WHAT THE EXERCISE ASKS: Copy the data precisely, keeping every character.

MATERIALS PROVIDED:
Content starts

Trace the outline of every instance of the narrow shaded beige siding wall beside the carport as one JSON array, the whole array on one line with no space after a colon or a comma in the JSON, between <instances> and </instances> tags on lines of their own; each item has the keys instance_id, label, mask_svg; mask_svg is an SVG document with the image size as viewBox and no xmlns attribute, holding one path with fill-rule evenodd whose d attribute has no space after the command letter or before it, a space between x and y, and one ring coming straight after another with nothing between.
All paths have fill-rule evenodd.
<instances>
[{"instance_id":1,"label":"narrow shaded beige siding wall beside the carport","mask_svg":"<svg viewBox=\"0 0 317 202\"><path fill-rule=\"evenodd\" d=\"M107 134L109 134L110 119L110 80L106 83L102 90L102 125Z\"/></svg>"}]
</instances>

Content ends

EXERCISE ANSWER:
Trace the outline of every instance of the narrow shaded beige siding wall beside the carport as one JSON array, the whole array on one line with no space after a colon or a comma in the JSON, between <instances> and </instances> tags on lines of their own; each item has the keys instance_id, label, mask_svg; mask_svg is an SVG document with the image size as viewBox and no xmlns attribute, holding one path with fill-rule evenodd whose d attribute has no space after the command letter or before it, a space between x and y, and one ring coming straight after another with nothing between.
All paths have fill-rule evenodd.
<instances>
[{"instance_id":1,"label":"narrow shaded beige siding wall beside the carport","mask_svg":"<svg viewBox=\"0 0 317 202\"><path fill-rule=\"evenodd\" d=\"M107 134L109 134L110 119L110 80L106 83L102 90L102 125Z\"/></svg>"}]
</instances>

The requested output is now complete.